• _Tugas a_
Sajikan baris-baris rekaman berikut sebagai daftar JSON berisi string, satu string untuk setiap baris, tanpa menyertakan baris kosong. Mulailah dari baris rekaman yang memuat "Please mark the man's head", lalu teruskan hingga akhir rekaman.

Rabu, 16 Juli 2014

Catatan Kecil yang saya tahu dari pak Quraish Shihab, sepetuar masalah yang ditudingkan orang pada-nya

Saya bersyukur pernah di ajar oleh pak Quraish Shihab, baik secara langsung di bangku kuliah, ataupun tidak langsung lewat telaah buku dan mendengarkan tausiahnya.... Suatu waktu, saat beliau memberi kuliah di kelas kami, kami mencoba menanyakan kepada beliau tentang tafsir surat al-ahzab, ayat 59, dikaitkan dengan pernyataan mantan mentri Agama Munawir Sazdali yang menganggap Jilbab itu tidak wajib.
Beliau memberikan jawaban yang sangat santun, beliau tidak reaktif mengkafirkan orang yang berpendapat tidak wajib Jilbab, beliau mengatakan bahwa yang tahu hakekat ayat sebenarnya hanya pemilik firman, yakni Allah. Jika ada seseorang yang mengklaim pasti tafsirnya benar seauai yang dimaksud Allah, maka dia telah menganggap dirinya "sama" dengan Allah. Karena apa yang kita ucapkan oleh kita sendiri hanya kitalah yang tahu makasudnya. Beliau lalu menjelaskan berbagai tafsir berkaitan dwngan ayat tersebut. Lalu beliau menutup, kalau kita sendiri tdk bisa menjamin bahwa pendapat itulah yang sesuai kehendak Allah, maka untuk amannya sebaiknya kita berjilbab. Karena jika ayat ini tidak bermakna wajb, maka orang yang tdk memakai ataupun yang memakai tidak jadi masalah krn ayat ini tidak melarang memakai jilbab. Namun sekiranya ayat itu disisi Allah bermakna wajib jilbab, maka amanlah dengan memakai jilbab, dan celakalah orang yang tidak menggunakan jilbab.
Demikian sedikit kutipan dari kuliah beliau...
Dan aku menangkap kerendahan hati seorang yang memiliki kedalaman ilmu.

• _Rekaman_
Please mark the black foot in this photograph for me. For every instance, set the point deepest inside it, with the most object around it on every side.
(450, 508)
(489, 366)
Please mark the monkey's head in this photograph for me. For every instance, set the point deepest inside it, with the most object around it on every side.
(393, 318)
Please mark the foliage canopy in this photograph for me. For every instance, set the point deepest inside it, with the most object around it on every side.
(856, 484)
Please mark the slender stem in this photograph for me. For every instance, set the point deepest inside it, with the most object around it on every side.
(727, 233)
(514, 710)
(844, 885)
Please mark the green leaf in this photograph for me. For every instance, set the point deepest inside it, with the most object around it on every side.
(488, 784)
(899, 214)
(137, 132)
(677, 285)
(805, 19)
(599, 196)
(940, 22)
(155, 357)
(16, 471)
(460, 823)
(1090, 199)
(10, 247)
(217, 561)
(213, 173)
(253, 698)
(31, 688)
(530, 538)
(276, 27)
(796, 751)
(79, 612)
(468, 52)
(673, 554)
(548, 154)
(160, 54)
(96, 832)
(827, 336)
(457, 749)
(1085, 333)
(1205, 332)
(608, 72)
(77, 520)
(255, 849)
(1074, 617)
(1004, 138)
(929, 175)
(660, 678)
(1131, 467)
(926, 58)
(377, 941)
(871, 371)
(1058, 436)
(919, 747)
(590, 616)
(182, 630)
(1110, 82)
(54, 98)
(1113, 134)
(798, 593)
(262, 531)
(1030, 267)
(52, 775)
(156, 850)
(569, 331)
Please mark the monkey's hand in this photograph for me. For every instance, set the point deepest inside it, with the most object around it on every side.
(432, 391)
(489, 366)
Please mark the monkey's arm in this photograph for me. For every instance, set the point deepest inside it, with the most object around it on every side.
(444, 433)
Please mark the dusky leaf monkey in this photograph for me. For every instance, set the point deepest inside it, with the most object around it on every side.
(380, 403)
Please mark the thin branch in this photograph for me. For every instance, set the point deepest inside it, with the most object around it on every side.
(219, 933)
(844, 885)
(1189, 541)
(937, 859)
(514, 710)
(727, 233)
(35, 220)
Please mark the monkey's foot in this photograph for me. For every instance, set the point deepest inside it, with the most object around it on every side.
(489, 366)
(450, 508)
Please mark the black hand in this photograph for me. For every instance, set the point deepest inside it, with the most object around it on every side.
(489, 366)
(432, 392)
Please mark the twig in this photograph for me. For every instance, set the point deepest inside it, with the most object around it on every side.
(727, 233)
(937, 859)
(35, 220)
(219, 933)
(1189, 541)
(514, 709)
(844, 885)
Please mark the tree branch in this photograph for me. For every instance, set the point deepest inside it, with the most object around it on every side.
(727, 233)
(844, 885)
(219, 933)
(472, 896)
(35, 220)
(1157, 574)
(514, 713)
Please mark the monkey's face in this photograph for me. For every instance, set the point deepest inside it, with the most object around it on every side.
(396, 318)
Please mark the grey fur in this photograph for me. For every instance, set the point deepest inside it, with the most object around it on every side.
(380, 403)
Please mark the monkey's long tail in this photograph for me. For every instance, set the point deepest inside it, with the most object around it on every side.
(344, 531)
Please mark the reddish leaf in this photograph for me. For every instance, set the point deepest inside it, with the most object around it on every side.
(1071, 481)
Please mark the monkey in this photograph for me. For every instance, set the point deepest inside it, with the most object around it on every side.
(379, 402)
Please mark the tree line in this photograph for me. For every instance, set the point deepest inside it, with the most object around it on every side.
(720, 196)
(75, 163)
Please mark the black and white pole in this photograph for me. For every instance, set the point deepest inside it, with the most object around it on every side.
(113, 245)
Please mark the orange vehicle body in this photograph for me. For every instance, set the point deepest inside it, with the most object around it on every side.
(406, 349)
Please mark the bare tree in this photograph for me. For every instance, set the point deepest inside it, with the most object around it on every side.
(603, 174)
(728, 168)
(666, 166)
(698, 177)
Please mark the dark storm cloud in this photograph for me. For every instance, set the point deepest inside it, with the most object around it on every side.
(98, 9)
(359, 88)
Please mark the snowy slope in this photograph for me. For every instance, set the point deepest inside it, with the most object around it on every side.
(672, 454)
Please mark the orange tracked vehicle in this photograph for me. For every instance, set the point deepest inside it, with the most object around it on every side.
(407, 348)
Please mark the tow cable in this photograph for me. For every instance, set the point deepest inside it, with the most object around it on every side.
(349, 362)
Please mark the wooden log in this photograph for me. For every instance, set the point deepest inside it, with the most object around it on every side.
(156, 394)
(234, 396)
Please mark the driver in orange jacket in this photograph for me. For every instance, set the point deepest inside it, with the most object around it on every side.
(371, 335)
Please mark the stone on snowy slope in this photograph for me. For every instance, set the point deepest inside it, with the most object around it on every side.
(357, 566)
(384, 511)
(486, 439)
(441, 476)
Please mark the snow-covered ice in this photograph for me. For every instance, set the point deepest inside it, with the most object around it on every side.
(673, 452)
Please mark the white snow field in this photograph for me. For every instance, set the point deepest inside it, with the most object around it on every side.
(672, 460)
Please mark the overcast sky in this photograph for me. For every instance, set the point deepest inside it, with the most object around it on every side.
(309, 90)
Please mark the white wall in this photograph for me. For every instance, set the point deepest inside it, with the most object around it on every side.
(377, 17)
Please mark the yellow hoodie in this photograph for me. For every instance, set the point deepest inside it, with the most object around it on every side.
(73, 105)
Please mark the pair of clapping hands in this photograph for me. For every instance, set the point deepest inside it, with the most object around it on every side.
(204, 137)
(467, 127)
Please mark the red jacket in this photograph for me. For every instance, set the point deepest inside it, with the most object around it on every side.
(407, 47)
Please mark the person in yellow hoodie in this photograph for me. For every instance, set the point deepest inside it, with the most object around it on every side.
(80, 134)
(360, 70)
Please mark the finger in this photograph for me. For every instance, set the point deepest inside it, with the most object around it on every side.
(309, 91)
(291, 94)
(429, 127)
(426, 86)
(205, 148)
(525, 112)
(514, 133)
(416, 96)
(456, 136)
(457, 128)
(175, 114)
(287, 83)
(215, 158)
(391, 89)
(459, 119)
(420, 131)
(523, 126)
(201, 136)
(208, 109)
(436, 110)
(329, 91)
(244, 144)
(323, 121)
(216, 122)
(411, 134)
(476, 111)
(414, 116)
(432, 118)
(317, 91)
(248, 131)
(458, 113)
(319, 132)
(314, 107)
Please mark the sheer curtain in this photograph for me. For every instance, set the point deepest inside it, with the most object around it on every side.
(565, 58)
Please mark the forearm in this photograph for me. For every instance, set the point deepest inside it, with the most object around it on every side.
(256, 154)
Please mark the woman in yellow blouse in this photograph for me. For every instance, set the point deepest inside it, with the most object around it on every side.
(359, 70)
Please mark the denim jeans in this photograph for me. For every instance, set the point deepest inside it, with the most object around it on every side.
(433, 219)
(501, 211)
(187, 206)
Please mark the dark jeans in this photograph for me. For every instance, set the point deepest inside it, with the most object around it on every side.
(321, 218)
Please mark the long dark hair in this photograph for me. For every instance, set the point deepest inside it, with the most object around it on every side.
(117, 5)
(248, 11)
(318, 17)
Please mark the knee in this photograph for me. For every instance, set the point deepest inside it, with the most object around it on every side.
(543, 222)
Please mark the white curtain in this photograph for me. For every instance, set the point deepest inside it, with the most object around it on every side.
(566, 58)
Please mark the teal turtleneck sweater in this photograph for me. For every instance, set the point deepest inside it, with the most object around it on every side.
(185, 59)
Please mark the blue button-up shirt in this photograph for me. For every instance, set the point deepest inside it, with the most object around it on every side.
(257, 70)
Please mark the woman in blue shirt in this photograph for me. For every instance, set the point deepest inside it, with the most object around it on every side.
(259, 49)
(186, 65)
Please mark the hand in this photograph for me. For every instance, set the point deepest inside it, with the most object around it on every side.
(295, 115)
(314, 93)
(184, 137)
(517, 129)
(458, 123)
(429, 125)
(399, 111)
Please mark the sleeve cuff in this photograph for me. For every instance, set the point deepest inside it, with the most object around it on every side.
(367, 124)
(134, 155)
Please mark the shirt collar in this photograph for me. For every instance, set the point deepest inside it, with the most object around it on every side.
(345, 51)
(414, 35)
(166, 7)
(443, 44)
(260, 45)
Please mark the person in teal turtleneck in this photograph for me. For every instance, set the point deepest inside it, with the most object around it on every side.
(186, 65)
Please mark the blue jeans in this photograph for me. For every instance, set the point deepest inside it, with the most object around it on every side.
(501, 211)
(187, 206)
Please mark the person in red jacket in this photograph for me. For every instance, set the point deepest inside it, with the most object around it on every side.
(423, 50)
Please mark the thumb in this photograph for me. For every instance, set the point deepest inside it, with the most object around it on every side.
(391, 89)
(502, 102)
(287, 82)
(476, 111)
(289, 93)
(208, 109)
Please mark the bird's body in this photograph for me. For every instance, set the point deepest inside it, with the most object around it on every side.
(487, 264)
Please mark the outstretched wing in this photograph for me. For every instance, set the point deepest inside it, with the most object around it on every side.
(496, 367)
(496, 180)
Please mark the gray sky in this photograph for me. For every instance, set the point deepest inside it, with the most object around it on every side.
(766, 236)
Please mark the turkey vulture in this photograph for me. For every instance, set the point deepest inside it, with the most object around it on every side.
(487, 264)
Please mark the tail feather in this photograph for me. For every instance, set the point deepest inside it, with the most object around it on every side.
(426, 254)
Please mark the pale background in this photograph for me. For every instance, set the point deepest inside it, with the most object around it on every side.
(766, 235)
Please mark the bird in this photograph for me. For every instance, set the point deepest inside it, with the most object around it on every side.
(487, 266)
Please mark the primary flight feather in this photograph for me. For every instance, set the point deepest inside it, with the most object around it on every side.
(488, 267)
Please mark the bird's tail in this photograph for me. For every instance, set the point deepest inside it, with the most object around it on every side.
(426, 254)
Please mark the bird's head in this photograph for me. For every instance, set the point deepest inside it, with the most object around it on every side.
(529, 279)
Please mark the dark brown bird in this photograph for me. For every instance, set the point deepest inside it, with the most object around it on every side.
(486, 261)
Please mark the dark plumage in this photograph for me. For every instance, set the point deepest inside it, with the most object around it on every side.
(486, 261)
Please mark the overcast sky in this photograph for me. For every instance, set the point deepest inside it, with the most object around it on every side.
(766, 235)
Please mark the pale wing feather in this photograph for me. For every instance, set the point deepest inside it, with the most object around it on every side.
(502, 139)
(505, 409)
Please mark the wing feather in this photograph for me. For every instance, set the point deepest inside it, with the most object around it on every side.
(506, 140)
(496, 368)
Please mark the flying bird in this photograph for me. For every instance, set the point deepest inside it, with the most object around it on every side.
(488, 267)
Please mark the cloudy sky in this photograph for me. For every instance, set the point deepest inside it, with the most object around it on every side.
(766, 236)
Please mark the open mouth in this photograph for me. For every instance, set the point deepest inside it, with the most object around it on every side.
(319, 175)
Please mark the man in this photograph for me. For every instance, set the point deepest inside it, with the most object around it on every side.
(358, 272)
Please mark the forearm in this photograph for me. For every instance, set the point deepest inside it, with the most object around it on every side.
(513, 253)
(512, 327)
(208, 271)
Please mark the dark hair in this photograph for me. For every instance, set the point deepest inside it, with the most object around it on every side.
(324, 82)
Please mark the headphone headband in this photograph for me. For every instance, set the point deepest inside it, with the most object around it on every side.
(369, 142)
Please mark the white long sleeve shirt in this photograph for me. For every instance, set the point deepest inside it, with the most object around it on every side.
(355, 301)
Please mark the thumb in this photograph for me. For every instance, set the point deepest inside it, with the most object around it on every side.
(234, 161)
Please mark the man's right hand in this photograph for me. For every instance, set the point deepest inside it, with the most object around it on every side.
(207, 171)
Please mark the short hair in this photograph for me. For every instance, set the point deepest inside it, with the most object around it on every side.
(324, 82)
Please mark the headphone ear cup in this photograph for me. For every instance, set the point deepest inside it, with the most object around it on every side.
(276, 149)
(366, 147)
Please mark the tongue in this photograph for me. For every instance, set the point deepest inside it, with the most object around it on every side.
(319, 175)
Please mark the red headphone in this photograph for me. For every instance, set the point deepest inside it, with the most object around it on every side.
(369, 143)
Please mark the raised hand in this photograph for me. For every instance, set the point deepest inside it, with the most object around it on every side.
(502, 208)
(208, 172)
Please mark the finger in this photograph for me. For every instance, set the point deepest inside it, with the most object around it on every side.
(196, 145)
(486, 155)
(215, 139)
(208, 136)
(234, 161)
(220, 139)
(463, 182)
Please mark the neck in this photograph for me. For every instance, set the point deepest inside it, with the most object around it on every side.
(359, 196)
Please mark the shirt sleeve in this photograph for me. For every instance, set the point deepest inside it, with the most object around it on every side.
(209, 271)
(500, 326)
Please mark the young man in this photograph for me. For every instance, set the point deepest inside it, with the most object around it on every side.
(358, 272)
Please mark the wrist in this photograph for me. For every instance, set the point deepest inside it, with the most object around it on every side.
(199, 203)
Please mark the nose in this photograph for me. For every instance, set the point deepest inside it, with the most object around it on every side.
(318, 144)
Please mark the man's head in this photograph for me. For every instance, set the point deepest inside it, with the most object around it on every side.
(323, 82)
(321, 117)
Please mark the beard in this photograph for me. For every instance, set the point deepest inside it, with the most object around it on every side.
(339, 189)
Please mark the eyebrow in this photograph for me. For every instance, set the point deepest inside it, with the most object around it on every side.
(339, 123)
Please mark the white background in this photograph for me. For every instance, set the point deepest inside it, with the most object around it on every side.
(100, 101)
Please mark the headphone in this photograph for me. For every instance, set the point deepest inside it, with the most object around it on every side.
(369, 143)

• _Tugas b_
Sebutkan semua cara penulis mendapat ajaran dari Quraish Shihab menurut tulisan tentang Quraish Shihab di atas.

• _Jawaban yang diharapkan a_
[
  "Please mark the man's head in this photograph for me. For every instance, set the point deepest inside it, with the most object around it on every side.",
  "(323, 82)",
  "(321, 117)",
  "Please mark the beard in this photograph for me. For every instance, set the point deepest inside it, with the most object around it on every side.",
  "(339, 189)",
  "Please mark the eyebrow in this photograph for me. For every instance, set the point deepest inside it, with the most object around it on every side.",
  "(339, 123)",
  "Please mark the white background in this photograph for me. For every instance, set the point deepest inside it, with the most object around it on every side.",
  "(100, 101)",
  "Please mark the headphone in this photograph for me. For every instance, set the point deepest inside it, with the most object around it on every side.",
  "(369, 143)"
]

• _Jawaban yang diharapkan b_
- Secara langsung di bangku kuliah
- Secara tidak langsung lewat telaah buku
- Mendengarkan tausiahnya